• _Problem to solve_:
Every line from the one containing "Query: white picket fence" down to the last line of the listing below should be restated exactly, and nothing else.

• _Records shown_:
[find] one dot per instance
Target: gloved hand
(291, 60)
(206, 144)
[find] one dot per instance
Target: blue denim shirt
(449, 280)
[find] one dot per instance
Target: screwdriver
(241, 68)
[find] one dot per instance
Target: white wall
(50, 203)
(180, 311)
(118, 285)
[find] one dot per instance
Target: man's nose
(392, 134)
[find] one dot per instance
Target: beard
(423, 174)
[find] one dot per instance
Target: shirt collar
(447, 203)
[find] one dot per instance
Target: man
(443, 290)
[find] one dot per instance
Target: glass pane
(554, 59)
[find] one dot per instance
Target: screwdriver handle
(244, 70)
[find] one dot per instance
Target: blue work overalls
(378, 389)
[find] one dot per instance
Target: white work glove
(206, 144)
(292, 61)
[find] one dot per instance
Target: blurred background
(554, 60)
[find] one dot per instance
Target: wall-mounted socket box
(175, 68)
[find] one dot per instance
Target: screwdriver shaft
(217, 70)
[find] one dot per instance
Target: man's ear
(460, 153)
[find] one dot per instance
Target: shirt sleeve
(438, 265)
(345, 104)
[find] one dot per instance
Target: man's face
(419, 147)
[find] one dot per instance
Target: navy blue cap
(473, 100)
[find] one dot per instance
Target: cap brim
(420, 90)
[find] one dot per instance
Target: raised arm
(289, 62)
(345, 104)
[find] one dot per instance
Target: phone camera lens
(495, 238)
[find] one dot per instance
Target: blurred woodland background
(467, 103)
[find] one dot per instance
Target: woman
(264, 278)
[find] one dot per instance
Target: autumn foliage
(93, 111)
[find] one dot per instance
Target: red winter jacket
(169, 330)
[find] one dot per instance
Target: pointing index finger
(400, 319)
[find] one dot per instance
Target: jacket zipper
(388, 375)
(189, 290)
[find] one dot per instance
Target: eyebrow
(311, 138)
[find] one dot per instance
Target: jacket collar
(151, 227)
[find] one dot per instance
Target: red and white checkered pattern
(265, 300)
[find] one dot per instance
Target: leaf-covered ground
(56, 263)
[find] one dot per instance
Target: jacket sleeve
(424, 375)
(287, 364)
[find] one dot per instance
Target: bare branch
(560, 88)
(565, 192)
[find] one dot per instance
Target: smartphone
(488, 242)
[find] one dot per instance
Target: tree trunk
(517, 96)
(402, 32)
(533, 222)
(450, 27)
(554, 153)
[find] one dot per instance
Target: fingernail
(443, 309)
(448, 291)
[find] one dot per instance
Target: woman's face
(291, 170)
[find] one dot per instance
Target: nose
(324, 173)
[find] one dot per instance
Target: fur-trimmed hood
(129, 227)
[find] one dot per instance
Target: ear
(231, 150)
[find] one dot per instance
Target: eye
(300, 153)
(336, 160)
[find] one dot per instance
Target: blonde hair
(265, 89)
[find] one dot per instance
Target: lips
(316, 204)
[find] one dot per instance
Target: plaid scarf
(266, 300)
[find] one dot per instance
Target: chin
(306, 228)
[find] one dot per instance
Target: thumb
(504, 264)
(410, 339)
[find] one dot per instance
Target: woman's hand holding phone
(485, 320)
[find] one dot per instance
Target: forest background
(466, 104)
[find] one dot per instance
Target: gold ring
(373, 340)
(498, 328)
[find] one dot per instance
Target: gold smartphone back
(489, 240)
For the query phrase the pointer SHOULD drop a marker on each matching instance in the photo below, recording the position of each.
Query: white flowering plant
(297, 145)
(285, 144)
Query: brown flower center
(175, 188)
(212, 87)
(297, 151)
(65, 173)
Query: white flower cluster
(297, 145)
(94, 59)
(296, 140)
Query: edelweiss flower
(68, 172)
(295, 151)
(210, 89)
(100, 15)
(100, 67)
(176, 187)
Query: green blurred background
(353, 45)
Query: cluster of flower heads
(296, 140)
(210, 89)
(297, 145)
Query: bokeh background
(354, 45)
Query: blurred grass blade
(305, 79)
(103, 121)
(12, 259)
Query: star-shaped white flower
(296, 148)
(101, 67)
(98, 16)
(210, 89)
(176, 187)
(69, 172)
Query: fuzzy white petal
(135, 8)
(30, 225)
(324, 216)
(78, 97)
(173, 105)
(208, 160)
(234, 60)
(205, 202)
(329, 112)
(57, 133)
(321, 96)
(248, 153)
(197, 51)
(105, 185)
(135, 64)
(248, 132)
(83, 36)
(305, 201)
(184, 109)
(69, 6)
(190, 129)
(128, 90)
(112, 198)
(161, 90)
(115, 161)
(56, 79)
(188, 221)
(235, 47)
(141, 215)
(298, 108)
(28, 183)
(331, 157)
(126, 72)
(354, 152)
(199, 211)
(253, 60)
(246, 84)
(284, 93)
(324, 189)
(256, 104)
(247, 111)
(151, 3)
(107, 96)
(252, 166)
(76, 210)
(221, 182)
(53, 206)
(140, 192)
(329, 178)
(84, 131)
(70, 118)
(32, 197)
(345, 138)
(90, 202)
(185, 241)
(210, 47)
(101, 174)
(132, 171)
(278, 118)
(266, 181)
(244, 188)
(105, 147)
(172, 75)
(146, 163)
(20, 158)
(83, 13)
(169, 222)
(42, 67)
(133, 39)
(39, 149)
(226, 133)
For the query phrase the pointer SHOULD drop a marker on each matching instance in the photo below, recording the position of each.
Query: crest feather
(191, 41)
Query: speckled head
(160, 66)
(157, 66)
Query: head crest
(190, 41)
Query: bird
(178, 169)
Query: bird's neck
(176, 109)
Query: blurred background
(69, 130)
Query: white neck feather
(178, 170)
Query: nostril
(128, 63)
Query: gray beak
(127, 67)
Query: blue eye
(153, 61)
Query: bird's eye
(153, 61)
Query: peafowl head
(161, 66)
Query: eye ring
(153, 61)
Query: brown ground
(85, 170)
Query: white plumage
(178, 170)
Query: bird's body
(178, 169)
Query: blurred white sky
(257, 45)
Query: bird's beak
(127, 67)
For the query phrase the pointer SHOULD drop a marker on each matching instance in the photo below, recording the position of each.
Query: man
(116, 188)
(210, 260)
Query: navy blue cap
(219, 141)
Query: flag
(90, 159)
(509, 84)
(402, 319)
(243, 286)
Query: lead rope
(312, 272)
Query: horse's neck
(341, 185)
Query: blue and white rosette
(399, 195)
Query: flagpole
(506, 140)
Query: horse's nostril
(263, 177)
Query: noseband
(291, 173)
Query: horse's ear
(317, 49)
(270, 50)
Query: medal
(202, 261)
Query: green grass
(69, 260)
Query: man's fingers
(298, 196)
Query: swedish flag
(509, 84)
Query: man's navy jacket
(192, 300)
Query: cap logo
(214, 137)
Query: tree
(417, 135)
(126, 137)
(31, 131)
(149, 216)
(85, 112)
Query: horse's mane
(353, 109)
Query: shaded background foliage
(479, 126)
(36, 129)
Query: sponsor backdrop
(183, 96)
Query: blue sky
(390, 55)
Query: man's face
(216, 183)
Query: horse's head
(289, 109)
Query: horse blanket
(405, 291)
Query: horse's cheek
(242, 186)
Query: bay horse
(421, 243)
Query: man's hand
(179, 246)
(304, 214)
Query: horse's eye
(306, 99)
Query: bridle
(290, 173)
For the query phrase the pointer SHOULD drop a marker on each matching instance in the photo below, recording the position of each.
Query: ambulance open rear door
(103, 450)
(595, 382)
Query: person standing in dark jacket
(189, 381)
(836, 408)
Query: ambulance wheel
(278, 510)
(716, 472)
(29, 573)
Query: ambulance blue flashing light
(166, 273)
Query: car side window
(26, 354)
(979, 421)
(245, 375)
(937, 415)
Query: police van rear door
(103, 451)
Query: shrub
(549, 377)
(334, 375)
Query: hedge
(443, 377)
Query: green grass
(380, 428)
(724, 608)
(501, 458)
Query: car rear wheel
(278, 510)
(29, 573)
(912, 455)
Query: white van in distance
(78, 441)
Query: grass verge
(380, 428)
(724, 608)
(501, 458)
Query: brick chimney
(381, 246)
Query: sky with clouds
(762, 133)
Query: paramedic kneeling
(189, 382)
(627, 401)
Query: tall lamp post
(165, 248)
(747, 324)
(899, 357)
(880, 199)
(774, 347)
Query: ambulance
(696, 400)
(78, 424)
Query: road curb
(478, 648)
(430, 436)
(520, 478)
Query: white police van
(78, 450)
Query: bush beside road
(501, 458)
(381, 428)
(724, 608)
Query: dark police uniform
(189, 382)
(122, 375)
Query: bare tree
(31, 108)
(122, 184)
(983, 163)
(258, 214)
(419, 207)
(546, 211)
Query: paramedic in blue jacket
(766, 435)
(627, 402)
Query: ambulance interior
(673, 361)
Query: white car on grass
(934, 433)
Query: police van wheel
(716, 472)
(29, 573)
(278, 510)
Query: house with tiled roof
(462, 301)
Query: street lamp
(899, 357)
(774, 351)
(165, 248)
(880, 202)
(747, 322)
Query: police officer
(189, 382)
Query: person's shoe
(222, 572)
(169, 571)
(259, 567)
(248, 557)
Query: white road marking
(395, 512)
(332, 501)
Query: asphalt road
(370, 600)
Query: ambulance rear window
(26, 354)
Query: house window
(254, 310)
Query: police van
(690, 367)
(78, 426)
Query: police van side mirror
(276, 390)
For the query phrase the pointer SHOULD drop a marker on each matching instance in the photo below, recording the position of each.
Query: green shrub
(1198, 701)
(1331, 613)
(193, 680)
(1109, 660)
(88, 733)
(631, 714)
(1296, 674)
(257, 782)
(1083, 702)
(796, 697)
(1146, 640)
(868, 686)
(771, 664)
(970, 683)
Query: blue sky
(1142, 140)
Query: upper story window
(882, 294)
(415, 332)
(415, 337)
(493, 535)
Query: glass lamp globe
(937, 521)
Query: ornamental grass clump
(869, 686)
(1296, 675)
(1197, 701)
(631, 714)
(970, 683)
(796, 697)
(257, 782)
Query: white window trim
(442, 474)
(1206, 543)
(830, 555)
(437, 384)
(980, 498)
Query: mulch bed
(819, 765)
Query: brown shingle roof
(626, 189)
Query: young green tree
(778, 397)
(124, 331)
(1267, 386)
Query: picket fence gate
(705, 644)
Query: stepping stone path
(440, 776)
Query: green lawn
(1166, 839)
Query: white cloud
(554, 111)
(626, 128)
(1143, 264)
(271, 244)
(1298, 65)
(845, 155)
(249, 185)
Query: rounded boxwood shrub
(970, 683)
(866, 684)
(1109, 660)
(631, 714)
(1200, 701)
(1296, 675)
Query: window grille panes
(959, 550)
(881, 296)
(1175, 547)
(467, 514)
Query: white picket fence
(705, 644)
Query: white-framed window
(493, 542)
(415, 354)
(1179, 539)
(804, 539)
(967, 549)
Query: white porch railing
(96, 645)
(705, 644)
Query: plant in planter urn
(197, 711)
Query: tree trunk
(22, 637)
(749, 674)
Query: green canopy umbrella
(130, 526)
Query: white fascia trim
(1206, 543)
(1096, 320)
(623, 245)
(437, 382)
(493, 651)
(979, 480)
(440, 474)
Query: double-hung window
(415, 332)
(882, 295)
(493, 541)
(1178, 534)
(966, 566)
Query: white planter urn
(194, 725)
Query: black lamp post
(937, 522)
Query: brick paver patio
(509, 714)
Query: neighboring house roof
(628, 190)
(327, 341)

• _Result_:
Query: white picket fence
(705, 644)
Query: white-framed window
(493, 542)
(415, 354)
(1179, 539)
(804, 539)
(967, 549)
Query: white porch railing
(96, 645)
(705, 644)
Query: plant in planter urn
(197, 711)
Query: tree trunk
(22, 637)
(749, 674)
Query: green canopy umbrella
(130, 526)
Query: white fascia trim
(1206, 543)
(1096, 320)
(623, 245)
(437, 382)
(493, 651)
(979, 480)
(440, 474)
Query: double-hung window
(415, 332)
(882, 295)
(493, 541)
(1178, 534)
(966, 566)
Query: white planter urn
(194, 725)
Query: black lamp post
(937, 522)
Query: brick paver patio
(509, 714)
Query: neighboring house roof
(628, 190)
(327, 341)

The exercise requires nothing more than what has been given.